The request
Convert the entire listing below into a numbered list with one line per number, leaving out any blank lines.

[begin Records provided]

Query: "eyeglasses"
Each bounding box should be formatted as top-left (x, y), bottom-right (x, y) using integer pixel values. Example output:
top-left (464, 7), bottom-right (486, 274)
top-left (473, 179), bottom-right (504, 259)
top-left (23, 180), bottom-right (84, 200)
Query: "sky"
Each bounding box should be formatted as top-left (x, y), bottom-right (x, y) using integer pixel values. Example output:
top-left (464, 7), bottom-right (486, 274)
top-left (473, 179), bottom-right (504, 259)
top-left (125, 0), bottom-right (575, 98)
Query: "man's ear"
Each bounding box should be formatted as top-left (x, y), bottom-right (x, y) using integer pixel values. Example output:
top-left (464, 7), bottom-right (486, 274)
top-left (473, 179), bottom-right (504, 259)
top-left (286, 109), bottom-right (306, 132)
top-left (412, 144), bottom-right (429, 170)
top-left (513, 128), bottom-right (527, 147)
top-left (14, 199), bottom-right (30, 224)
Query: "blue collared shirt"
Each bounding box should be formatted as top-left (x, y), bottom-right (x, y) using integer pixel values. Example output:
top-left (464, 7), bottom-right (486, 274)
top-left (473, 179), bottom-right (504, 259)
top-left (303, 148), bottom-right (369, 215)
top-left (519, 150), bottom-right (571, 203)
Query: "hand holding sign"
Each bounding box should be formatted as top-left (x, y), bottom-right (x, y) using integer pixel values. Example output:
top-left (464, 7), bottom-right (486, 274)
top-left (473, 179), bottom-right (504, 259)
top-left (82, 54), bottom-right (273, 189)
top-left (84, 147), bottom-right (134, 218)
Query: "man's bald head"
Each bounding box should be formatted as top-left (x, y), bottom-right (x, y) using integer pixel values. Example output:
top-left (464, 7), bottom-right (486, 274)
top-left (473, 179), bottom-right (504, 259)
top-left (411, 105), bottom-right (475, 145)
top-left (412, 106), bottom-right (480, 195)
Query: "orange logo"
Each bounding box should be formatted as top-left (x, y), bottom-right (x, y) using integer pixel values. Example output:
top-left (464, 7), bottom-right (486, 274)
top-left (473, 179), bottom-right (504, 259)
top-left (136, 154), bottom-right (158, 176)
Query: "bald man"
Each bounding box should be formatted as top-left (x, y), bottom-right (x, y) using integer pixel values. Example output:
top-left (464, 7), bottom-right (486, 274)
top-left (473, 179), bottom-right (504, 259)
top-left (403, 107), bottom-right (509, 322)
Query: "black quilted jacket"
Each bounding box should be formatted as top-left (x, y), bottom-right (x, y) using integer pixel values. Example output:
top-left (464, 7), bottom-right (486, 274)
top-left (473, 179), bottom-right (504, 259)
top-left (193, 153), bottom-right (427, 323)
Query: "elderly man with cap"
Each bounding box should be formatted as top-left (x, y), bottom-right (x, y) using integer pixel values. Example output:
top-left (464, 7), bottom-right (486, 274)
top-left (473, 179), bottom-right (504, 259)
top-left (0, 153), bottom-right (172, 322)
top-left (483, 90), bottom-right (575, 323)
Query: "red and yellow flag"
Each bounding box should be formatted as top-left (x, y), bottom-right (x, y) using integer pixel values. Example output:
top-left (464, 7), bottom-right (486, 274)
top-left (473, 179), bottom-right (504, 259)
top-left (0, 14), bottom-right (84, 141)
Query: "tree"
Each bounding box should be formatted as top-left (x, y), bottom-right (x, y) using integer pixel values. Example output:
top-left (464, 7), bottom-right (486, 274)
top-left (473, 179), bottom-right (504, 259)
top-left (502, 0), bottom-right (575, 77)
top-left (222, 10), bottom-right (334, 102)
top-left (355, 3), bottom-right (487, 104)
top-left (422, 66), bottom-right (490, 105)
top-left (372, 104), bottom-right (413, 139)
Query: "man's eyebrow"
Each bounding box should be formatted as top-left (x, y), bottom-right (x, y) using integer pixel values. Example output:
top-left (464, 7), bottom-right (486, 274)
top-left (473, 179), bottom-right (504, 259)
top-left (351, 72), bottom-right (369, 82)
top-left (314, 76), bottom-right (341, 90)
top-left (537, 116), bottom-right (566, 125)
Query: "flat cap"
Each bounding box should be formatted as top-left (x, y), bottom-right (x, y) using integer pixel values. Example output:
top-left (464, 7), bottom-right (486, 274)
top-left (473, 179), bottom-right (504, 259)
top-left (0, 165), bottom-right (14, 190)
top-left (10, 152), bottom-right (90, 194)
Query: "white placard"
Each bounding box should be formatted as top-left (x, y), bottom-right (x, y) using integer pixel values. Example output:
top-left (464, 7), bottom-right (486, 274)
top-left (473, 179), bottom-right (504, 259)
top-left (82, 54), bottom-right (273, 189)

[end Records provided]

Exercise output
1. Query: "eyeglasses"
2. Each bounding box should be formatted as top-left (x, y), bottom-right (x, y) using integer pixel values. Example output:
3. top-left (464, 7), bottom-right (486, 274)
4. top-left (473, 179), bottom-right (504, 259)
5. top-left (23, 180), bottom-right (84, 200)
6. Query: "sky"
7. Each bounding box should be formatted as top-left (x, y), bottom-right (x, y) using integer pixel values. Example output:
8. top-left (464, 7), bottom-right (486, 274)
9. top-left (473, 179), bottom-right (504, 259)
10. top-left (125, 0), bottom-right (575, 98)
11. Query: "man's ear"
12. Each bounding box should be formatted as top-left (x, y), bottom-right (x, y) using integer pixel values. Example output:
13. top-left (464, 7), bottom-right (486, 274)
14. top-left (473, 179), bottom-right (504, 259)
15. top-left (286, 109), bottom-right (306, 132)
16. top-left (412, 144), bottom-right (429, 170)
17. top-left (513, 128), bottom-right (527, 147)
18. top-left (14, 199), bottom-right (30, 224)
19. Query: "blue collared shirt"
20. Each bounding box should be formatted as top-left (x, y), bottom-right (x, y) using integer pixel values. Example output:
21. top-left (464, 7), bottom-right (486, 274)
22. top-left (473, 179), bottom-right (504, 259)
23. top-left (303, 148), bottom-right (369, 215)
24. top-left (519, 150), bottom-right (571, 203)
25. Query: "hand holding sign"
26. Each bounding box should be formatted as top-left (x, y), bottom-right (x, y) using integer pixel values. Example output:
27. top-left (464, 7), bottom-right (486, 274)
28. top-left (473, 179), bottom-right (504, 259)
29. top-left (82, 54), bottom-right (273, 189)
30. top-left (84, 147), bottom-right (134, 218)
31. Query: "man's bald head"
32. Each bounding box should be formatted as top-left (x, y), bottom-right (x, y) using integer pixel values. Example output:
33. top-left (464, 7), bottom-right (486, 274)
34. top-left (473, 179), bottom-right (504, 259)
35. top-left (411, 105), bottom-right (475, 145)
36. top-left (412, 106), bottom-right (480, 195)
37. Query: "orange logo"
38. Each bounding box should be formatted as top-left (x, y), bottom-right (x, y) using integer pixel values. Example output:
39. top-left (464, 7), bottom-right (486, 274)
40. top-left (473, 179), bottom-right (504, 259)
41. top-left (136, 154), bottom-right (158, 176)
42. Query: "bald man"
43. Each bounding box should be formatted as top-left (x, y), bottom-right (x, y) using integer pixel values. Example output:
44. top-left (464, 7), bottom-right (486, 274)
45. top-left (473, 179), bottom-right (504, 259)
46. top-left (403, 107), bottom-right (509, 322)
47. Query: "black quilted jacket"
48. Each bounding box should be formatted as top-left (x, y), bottom-right (x, y) using integer pixel values. Example output:
49. top-left (464, 7), bottom-right (486, 274)
50. top-left (473, 179), bottom-right (504, 259)
51. top-left (193, 153), bottom-right (427, 323)
52. Query: "elderly man with cap"
53. Each bounding box should be formatted as top-left (x, y), bottom-right (x, y) using integer pixel values. Example output:
54. top-left (464, 7), bottom-right (486, 274)
55. top-left (473, 179), bottom-right (504, 259)
56. top-left (0, 153), bottom-right (172, 322)
57. top-left (483, 90), bottom-right (575, 323)
58. Query: "red and yellow flag"
59. Each bounding box should be formatted as top-left (x, y), bottom-right (x, y) using integer pixel values. Example output:
60. top-left (464, 7), bottom-right (486, 274)
61. top-left (473, 179), bottom-right (504, 259)
62. top-left (0, 14), bottom-right (84, 141)
63. Query: "tree"
64. Each bounding box should be formatted as top-left (x, y), bottom-right (x, y) using integer pixel values. Example output:
65. top-left (464, 7), bottom-right (486, 274)
66. top-left (473, 179), bottom-right (504, 259)
67. top-left (502, 0), bottom-right (575, 77)
68. top-left (222, 10), bottom-right (334, 102)
69. top-left (355, 3), bottom-right (487, 104)
70. top-left (422, 66), bottom-right (490, 105)
71. top-left (372, 104), bottom-right (413, 139)
72. Query: "man's eyebrow"
73. Each bounding box should be formatted as top-left (x, y), bottom-right (x, y) using integer pixel values. Example output:
74. top-left (464, 7), bottom-right (486, 274)
75. top-left (473, 179), bottom-right (504, 259)
76. top-left (351, 72), bottom-right (369, 82)
77. top-left (314, 76), bottom-right (341, 90)
78. top-left (537, 116), bottom-right (566, 125)
79. Query: "flat cap"
80. Each bounding box should be formatted as top-left (x, y), bottom-right (x, y) using integer pixel values. Example output:
81. top-left (464, 7), bottom-right (486, 274)
82. top-left (473, 179), bottom-right (504, 259)
83. top-left (0, 165), bottom-right (14, 190)
84. top-left (10, 152), bottom-right (90, 194)
85. Query: "white placard"
86. Each bounding box should be formatted as top-left (x, y), bottom-right (x, y) using integer pixel values. Example output:
87. top-left (464, 7), bottom-right (486, 274)
88. top-left (473, 179), bottom-right (504, 259)
89. top-left (82, 54), bottom-right (273, 189)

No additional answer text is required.